TEXTE À LIRE:
------------------------------------------------------------------------

Qui conteste aujourd’hui à un auteur le droit de tirer les bénéfices de la vente de son œuvre ? Personne. Pourtant, que ce soit dans le domaine de la musique, du cinéma ou de la littérature, le discours des éditeurs tend à soutenir le contraire, à savoir que les actes de piratage vont avant tout à l’encontre des auteurs et l’accès libre aux ressources culturelles signifierait avant tout la mort de l’Auteur. Mais de quoi s’agit-il exactement ? Le nœud du problème, au delà de l’acte de piratage qui demeure un vol, c’est la question de la cession exclusive du droit de diffusion et de vente. Ces derniers temps, des éléments très concrets illustrent parfaitement les limites de la propriété d’une œuvre et le danger des monopoles de la culture. Pour ces derniers, un auteur vivant ou mort, collectif ou individuel, ce n’est plus qu’une question de rentabilité.

Sans droit d’auteur ?

Récemment publié en français, le livre de J. Smiers et M. van Schijndel intitulé Un monde sans copyright… et sans monopole a au moins le mérite de poser les jalons d’une réflexion de fond sur les modèles économiques de la culture. Il dénonce avec force les monopoles culturels et la conception de l’œuvre comme une propriété qu’un auteur cède en totalité ou en partie à un tiers, l’éditeur de bien culturel, lui même en position dominante sur le marché. Les méfaits de cette situation sont clairement énoncés : inégalités de revenus entre les auteurs (sans rapport avec la qualité de leur œuvre), exercice de monopole et priva(tisa)tion des droits (notamment par rapport aux pays les plus défavorisés, voir ce que sont les ADPIC).

Le copyright est une notion anglo-saxonne et le droit du copyright est utilisé dans beaucoup de pays, signataires de la Convention de Berne mais qui ne font pas la distinction radicale entre le droit moral, par nature inaliénable, et les droits patrimoniaux de l’œuvre. En France, quelle que soit l’œuvre et sa diffusion, un auteur conserve quoi qu’il arrive un droit moral sur elle, qui la protège de toute atteinte à son intégrité et à celle de son créateur. Dans le monde de l’édition livresque, la plupart du temps, un auteur signe un contrat avec une maison d’édition, et cède une partie - conséquente - de son droit patrimonial (la diffusion, la vente et le bénéfice) en échange ou non d’une rémunération basée, par exemple, sur le nombre de vente des exemplaires de son ouvrage. Comme il s’agit de droit patrimoniaux, les héritiers de l’auteur peuvent en disposer (dans certains pays, ils peuvent les vendre une fois pour toute), modulo certaines dispositions que le législateur a cru bon de définir, comme la durée maximum de l’usage de ces droits, au delà de laquelle l’œuvre est déclarée comme appartenant au domaine public. Pour un synthèse claire et complète de ces enjeux, voir Option Libre, de Benjamin Jean.

------------------------------------------------------------------------

DONNÉES FOURNIES:

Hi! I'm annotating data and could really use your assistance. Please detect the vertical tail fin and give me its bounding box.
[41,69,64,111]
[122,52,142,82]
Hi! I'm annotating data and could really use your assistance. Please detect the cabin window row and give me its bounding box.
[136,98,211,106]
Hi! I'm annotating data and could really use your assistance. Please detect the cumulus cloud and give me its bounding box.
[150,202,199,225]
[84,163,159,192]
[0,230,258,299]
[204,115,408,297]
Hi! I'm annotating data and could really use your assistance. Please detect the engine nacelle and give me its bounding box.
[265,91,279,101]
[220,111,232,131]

------------------------------------------------------------------------

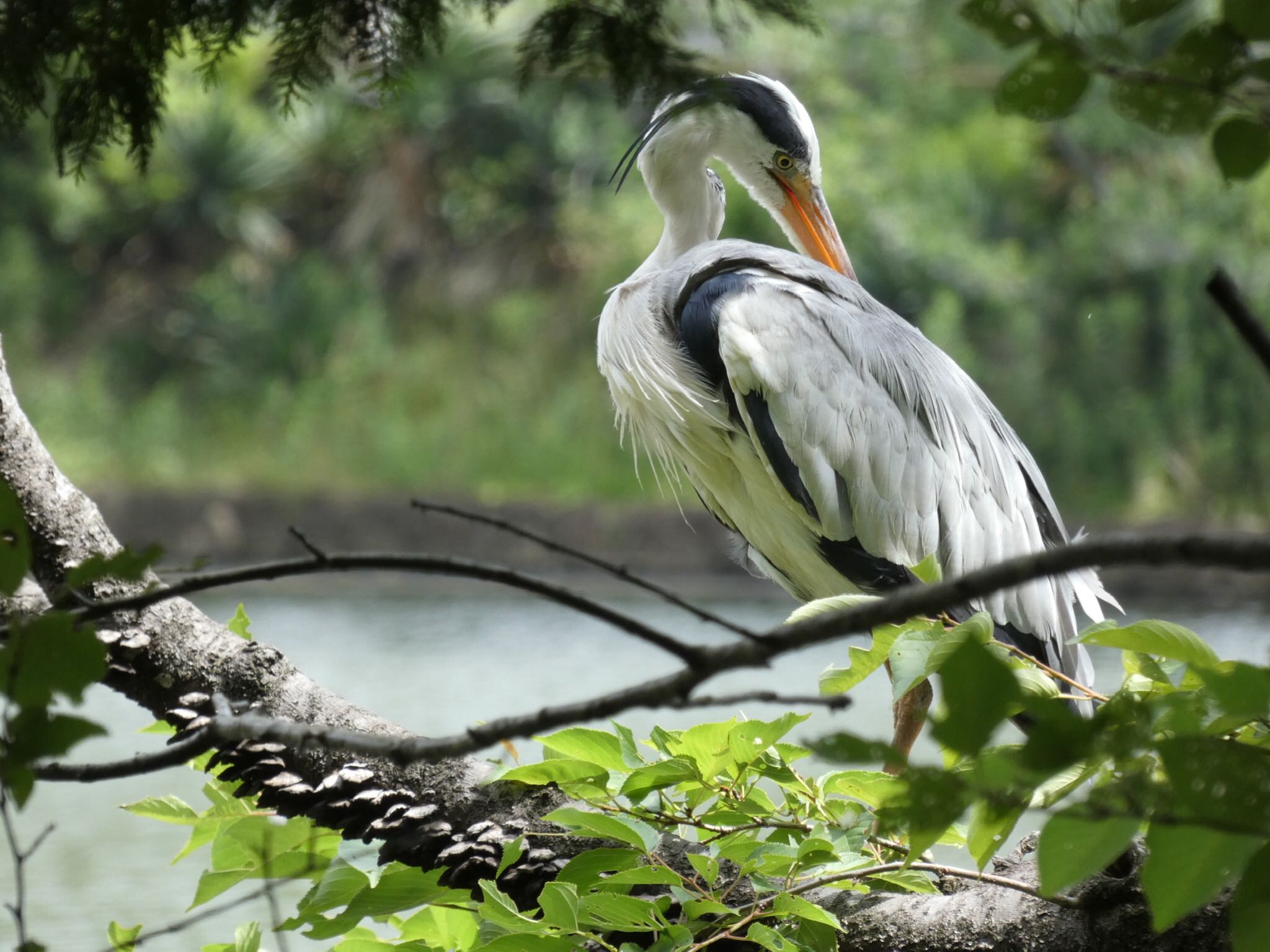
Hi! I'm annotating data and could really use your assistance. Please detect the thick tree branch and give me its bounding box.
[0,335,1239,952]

------------------------------------------------------------------------

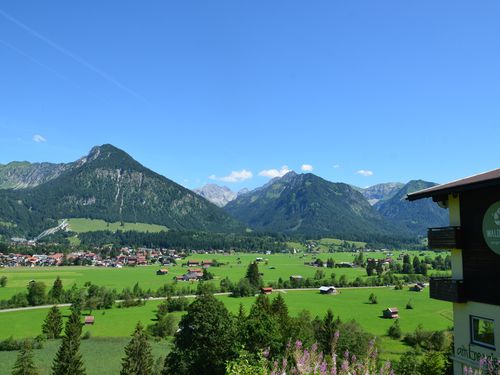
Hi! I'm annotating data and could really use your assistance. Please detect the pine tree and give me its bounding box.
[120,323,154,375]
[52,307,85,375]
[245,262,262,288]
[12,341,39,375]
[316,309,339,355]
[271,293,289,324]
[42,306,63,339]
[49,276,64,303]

------------------------------------------------------------------------

TRAVAIL DEMANDÉ:
**A)** Répondez à ces questions sur l'extrait consacré au droit d'auteur :
(i) Qui sont les auteurs du livre intitulé Un monde sans copyright… et sans monopole ?
(ii) En France, quel droit un auteur conserve-t-il quoi qu'il arrive sur son œuvre ?
(iii) Pour les monopoles de la culture, à quoi se réduit un auteur, qu'il soit vivant ou mort ?
**B)** Retapez un passage de l'extrait consacré au droit d'auteur : commencez aux mots « Sans droit d’auteur » et arrêtez-vous après « sont les ADPIC). ».
Les données proviennent d'une autre source que l'extrait.

LISTE DES RÉPONSES:
**A)**
(i) J. Smiers et M. van Schijndel.
(ii) Un droit moral.
(iii) À une question de rentabilité.

**B)**
Sans droit d’auteur ?

Récemment publié en français, le livre de J. Smiers et M. van Schijndel intitulé Un monde sans copyright… et sans monopole a au moins le mérite de poser les jalons d’une réflexion de fond sur les modèles économiques de la culture. Il dénonce avec force les monopoles culturels et la conception de l’œuvre comme une propriété qu’un auteur cède en totalité ou en partie à un tiers, l’éditeur de bien culturel, lui même en position dominante sur le marché. Les méfaits de cette situation sont clairement énoncés : inégalités de revenus entre les auteurs (sans rapport avec la qualité de leur œuvre), exercice de monopole et priva(tisa)tion des droits (notamment par rapport aux pays les plus défavorisés, voir ce que sont les ADPIC).